▶ _Job_
Can you pick up the excerpt on PostgreSQL view definitions going wrong after table renames and continue it from its final sentence?

Column | Type | Modifiers | Storage | Description
--------+---------+-----------+---------+-------------
f1 | integer | | plain |
View definition:
SELECT t1.f1
FROM s1.t1
WHERE (EXISTS ( SELECT 1
FROM s2.t1
WHERE t1.f1 = s1.t1.f1));
regression=# alter table s2.t1 rename to tx;
ALTER TABLE
regression=# \d+ v1
View "public.v1"
Column | Type | Modifiers | Storage | Description
--------+---------+-----------+---------+-------------
f1 | integer | | plain |
View definition:
SELECT t1.f1
FROM s1.t1
WHERE (EXISTS ( SELECT 1
FROM s2.tx t1
WHERE t1.f1 = s1.t1.f1));
Both of the above displays of the view are formally correct, in that the
variables will be taken to refer to the correct upper or lower RTE.
But let's change that back and rename the other table:
regression=# alter table s2.tx rename to t1;
ALTER TABLE
regression=# alter table s1.t1 rename to tx;
ALTER TABLE
regression=# \d+ v1
View "public.v1"
Column | Type | Modifiers | Storage | Description
--------+---------+-----------+---------+-------------
f1 | integer | | plain |
View definition:
SELECT t1.f1
FROM s1.tx t1
WHERE (EXISTS ( SELECT 1
FROM s2.t1
WHERE t1.f1 = s1.t1.f1));
This is just plain wrong, as you'll see if you try to execute that
query:
regression=# SELECT t1.f1
regression-# FROM s1.tx t1
regression-# WHERE (EXISTS ( SELECT 1
regression(# FROM s2.t1
regression(# WHERE t1.f1 = s1.t1.f1));
ERROR: invalid reference to FROM-clause entry for table "t1"
LINE 5: WHERE t1.f1 = s1.t1.f1));
^
HINT: There is an entry for table "t1", but it cannot be referenced
from this part of the query.
(The HINT is a bit confused here, but the query is certainly invalid.)
So what we have here is a potential failure to dump and reload view
definitions, which is a lot more critical in my book than whether
EXPLAIN's output is confusing.

▶ _Data records_
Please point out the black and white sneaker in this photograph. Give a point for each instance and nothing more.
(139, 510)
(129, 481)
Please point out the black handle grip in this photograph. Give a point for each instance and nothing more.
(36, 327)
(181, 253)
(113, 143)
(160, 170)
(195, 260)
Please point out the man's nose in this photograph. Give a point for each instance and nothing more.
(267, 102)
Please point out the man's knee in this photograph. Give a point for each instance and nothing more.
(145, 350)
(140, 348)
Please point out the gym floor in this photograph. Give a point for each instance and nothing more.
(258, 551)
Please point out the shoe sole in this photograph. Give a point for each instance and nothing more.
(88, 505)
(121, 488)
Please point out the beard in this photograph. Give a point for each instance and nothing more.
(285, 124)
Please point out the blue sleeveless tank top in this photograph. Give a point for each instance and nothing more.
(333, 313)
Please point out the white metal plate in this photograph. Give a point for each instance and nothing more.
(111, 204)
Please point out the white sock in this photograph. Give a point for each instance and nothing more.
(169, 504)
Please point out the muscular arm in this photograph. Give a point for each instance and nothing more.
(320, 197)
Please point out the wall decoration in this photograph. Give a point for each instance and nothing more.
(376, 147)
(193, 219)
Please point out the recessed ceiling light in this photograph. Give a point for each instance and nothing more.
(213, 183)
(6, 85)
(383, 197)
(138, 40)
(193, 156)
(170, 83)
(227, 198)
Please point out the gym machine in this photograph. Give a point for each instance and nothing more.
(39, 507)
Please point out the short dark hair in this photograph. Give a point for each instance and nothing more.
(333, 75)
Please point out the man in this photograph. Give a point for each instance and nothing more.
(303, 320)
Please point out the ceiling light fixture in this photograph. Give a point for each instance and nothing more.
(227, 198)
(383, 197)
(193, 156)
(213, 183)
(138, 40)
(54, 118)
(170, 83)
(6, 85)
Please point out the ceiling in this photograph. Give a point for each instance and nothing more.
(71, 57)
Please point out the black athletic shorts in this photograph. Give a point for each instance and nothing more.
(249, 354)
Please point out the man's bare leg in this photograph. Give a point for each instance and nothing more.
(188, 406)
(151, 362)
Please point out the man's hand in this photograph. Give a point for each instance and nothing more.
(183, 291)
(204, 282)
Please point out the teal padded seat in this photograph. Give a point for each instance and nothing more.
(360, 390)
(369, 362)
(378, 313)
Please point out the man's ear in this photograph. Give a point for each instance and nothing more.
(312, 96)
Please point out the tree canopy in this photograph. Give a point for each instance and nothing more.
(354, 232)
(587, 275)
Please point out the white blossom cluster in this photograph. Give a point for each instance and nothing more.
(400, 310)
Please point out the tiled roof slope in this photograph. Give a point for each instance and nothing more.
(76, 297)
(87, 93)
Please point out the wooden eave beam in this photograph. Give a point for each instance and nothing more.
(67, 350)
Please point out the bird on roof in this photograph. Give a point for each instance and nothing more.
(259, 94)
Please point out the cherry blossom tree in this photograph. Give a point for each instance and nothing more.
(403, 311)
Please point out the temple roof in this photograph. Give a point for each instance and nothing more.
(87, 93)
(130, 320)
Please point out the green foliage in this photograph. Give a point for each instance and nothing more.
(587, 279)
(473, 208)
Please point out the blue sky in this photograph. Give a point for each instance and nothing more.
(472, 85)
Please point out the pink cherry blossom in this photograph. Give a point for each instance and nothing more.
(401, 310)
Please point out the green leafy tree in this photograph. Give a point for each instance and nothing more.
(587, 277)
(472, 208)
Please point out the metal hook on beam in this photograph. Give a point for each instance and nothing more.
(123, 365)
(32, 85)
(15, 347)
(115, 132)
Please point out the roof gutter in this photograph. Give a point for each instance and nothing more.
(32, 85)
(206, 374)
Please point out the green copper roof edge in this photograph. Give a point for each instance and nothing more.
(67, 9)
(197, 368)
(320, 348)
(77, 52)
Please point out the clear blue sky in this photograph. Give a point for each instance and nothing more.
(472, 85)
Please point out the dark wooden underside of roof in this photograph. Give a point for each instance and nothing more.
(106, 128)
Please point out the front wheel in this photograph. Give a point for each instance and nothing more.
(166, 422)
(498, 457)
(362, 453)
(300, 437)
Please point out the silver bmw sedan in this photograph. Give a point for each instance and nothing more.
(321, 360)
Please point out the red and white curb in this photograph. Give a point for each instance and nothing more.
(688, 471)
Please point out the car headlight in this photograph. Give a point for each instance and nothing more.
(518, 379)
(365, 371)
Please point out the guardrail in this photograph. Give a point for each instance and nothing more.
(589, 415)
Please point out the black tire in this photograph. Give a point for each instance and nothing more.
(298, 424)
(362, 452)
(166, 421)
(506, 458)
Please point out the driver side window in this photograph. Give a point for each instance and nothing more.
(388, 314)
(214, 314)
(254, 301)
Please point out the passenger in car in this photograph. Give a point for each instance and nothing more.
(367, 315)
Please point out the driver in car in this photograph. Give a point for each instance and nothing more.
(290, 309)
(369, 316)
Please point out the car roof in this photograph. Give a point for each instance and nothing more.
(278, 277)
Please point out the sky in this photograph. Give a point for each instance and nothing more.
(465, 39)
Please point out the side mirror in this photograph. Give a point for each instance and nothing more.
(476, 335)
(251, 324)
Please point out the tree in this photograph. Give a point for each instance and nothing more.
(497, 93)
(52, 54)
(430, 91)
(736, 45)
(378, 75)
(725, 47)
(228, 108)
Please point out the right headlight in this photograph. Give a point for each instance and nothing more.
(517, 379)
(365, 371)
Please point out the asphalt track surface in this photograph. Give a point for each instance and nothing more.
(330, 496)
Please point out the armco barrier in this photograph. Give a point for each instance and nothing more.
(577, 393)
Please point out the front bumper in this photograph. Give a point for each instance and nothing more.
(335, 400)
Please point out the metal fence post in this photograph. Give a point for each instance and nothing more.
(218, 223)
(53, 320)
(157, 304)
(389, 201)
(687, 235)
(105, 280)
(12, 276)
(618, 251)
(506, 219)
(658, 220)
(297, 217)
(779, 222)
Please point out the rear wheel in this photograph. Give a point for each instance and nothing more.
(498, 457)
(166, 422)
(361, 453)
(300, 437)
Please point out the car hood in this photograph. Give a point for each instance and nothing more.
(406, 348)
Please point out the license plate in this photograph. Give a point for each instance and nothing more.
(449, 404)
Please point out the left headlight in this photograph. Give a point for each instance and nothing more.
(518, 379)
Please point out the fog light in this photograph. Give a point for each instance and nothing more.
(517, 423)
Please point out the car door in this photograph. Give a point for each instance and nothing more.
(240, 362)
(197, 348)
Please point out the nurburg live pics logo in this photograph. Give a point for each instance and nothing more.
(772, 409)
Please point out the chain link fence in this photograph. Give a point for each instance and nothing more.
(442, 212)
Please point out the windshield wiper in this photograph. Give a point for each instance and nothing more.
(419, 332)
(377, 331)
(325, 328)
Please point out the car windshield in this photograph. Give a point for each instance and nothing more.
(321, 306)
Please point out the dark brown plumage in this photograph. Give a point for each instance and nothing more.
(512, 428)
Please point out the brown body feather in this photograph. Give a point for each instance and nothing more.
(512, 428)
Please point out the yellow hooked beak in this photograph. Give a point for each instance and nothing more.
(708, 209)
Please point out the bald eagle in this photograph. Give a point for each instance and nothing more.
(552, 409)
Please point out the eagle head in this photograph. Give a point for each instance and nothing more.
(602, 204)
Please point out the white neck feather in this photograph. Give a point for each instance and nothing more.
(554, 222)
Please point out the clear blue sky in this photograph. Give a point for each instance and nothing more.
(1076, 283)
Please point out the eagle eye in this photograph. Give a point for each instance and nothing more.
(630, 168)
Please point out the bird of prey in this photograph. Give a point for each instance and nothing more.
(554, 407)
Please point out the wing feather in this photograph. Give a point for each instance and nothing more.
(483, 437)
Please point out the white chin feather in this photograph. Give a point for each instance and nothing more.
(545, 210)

▶ _Written response_
If we stick with the existing rule for attaching a fake alias to renamed
RTEs, I think that Ashutosh's patch or something like it is probably
appropriate, because the variable-printing code ought to be in step with
the RTE-printing code. Unfortunately, I think the hack to attach a fake
alias to renamed RTEs creates some issues of its own. Consider
select * from s1.t1
where exists (select 1 from s2.t2 t1 where t1.f1 = s1.t1.f1);
If s1.t1 is now renamed to s1.tx, it is still possible to express
the same semantics:
select * from s1.tx
where exists (select 1 from s2.t2 t1 where t1.f1 = s1.tx.f1);
But when we attach a fake alias, it's broken:
select * from s1.tx t1
where exists (select 1 from s2.t2 t1 where t1.f1 = ?.f1);
There is no way to reference the outer RTE anymore from the subquery,
because the conflicting lower alias masks it.
We may be between a rock and a hard place though, because it's not that
hard to demonstrate cases where not adding a fake alias breaks it too:
select * from s1.t1 tx
where exists (select 1 from s2.t1 where s2.t1.f1 = tx.f1);
If s2.t1 is renamed to s2.tx, there's no longer any way to reference the
upper alias tx, unless you alias the lower RTE to some different name.
I think that when we put in the fake-alias behavior, we made a value
judgment that this type of situation was more common than the other,
but I'm not really sure why.
Maybe what we need to do instead is create totally-made-up, unique
aliases when something like this happens.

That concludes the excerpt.